Votre consigne — Recopiez mot pour mot tout le texte sur Mayotte, du titre à la dernière phrase.

Extrait choisi —
MAYOTTE petite ÎLE mais CENDRILLON en majesté (3)

Un Etat à la passivité perverse dans ses conséquences puisque droite, gauche confondues, et en suivant la macronnerie, il laisse les étrangers envahir pour que Mayotte redevienne comorienne de fait... Un Etat coupable de gestion à la soviétique : les responsables pour un temps de purgatoire avec en vue une promotion ensuite, qui ne font que se repasser la patate chaude. Et cela arrange bien les apparatchiks locaux qui se font élire pour leurs petites affaires. Enfin, à cause des quelques intéressés et de la masse votant contre ses intérêts, les fakirs du devenir de la France peuvent nous faire apprécier les planches à clous... 

Cesse donc de ressasser ! L'amphidrome, bien que le parler reste fidèle au mot "barge", au verbe "barger", traverse le bras de mer et manque de rater la rampe de débarquement pourtant large. Le taxi collectif emporte à toute blinde, c'est à peine si je peux penser au cimetière aux frangipaniers si vieux, là où le frère de Balzac est enterré... Qui m'écrira "Le Jasmin dans la Vallée" rappelant ici tous ces petits bassins barrés par des reliefs certes érodés mais qui toujours séparent, parfois entre un village parlant shimaoré et l'autre qui parle le kibushi ? Comment dans un si petit espace, à trois kilomètres de distance, deux langues diamétralement opposées par l'origine, swahilie et malayo-polynésienne avaient leurs sphères distinctes. On s'accroche aux ronds-points pour ne pas pousser la voisine, qu'elle n'est pas bien épaisse : RFO ou plutôt Mayotte la Première a abandonné ses locaux historiques, encore une commotion vous forçant à avaler les années qui peu à peu mais sûrement, vous submergent. Pardon d'en avoir gros sur la patate et de vous impliquer. Nous sommes le 26 mai, dix jours ont passé et c'est toujours aussi vif. Pourtant je crois avoir trouvé plus aigu encore avec "Puisque tu pars" de Goldman : jamais je n'ai trouvé de pensées si fulminantes, qui disloquent l'amour porté au point d'accepter la séparation.

Matériel —

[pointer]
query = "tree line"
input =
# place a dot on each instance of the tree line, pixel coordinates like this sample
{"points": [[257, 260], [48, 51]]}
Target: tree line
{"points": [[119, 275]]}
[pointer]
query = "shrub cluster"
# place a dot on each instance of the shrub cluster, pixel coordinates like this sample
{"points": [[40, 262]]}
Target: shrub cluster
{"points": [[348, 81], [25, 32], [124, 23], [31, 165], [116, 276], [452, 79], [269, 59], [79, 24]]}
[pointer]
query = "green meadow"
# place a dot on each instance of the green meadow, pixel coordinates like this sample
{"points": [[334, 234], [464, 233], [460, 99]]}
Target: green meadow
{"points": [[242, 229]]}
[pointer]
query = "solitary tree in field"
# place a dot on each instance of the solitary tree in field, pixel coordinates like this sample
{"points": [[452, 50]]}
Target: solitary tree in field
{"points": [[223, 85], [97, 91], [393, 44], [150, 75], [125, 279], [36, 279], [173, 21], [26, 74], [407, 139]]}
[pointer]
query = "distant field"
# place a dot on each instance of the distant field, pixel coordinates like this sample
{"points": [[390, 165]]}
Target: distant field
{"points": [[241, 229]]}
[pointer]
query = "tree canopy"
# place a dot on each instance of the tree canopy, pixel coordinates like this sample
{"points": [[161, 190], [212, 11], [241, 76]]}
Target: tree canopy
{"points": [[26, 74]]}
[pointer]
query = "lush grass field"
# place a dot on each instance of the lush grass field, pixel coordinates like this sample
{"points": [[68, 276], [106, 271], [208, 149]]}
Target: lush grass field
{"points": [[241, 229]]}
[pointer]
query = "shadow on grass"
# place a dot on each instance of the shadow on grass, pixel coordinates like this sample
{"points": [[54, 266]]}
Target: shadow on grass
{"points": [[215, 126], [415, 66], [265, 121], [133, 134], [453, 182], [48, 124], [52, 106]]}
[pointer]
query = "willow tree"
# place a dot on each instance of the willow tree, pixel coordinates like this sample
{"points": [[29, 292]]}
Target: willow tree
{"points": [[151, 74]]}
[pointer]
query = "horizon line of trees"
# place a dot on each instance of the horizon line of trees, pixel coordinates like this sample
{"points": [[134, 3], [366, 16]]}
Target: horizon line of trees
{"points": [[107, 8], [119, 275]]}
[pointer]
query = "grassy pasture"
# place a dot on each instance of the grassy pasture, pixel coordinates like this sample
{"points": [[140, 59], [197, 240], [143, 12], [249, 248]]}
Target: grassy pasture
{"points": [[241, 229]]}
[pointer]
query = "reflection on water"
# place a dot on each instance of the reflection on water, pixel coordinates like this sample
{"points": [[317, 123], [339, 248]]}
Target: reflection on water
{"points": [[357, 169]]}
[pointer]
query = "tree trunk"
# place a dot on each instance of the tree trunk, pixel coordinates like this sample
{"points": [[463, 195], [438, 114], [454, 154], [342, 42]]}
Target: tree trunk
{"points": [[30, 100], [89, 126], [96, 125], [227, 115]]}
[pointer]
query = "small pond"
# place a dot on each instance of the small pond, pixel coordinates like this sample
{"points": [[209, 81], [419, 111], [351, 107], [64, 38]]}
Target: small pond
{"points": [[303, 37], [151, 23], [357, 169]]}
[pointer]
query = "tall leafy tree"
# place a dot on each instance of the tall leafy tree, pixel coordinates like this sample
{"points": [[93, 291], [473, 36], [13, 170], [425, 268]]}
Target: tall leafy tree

Tâche accomplie —
MAYOTTE petite ÎLE mais CENDRILLON en majesté (3)

Un Etat à la passivité perverse dans ses conséquences puisque droite, gauche confondues, et en suivant la macronnerie, il laisse les étrangers envahir pour que Mayotte redevienne comorienne de fait... Un Etat coupable de gestion à la soviétique : les responsables pour un temps de purgatoire avec en vue une promotion ensuite, qui ne font que se repasser la patate chaude. Et cela arrange bien les apparatchiks locaux qui se font élire pour leurs petites affaires. Enfin, à cause des quelques intéressés et de la masse votant contre ses intérêts, les fakirs du devenir de la France peuvent nous faire apprécier les planches à clous... 

Cesse donc de ressasser ! L'amphidrome, bien que le parler reste fidèle au mot "barge", au verbe "barger", traverse le bras de mer et manque de rater la rampe de débarquement pourtant large. Le taxi collectif emporte à toute blinde, c'est à peine si je peux penser au cimetière aux frangipaniers si vieux, là où le frère de Balzac est enterré... Qui m'écrira "Le Jasmin dans la Vallée" rappelant ici tous ces petits bassins barrés par des reliefs certes érodés mais qui toujours séparent, parfois entre un village parlant shimaoré et l'autre qui parle le kibushi ? Comment dans un si petit espace, à trois kilomètres de distance, deux langues diamétralement opposées par l'origine, swahilie et malayo-polynésienne avaient leurs sphères distinctes. On s'accroche aux ronds-points pour ne pas pousser la voisine, qu'elle n'est pas bien épaisse : RFO ou plutôt Mayotte la Première a abandonné ses locaux historiques, encore une commotion vous forçant à avaler les années qui peu à peu mais sûrement, vous submergent. Pardon d'en avoir gros sur la patate et de vous impliquer. Nous sommes le 26 mai, dix jours ont passé et c'est toujours aussi vif. Pourtant je crois avoir trouvé plus aigu encore avec "Puisque tu pars" de Goldman : jamais je n'ai trouvé de pensées si fulminantes, qui disloquent l'amour porté au point d'accepter la séparation.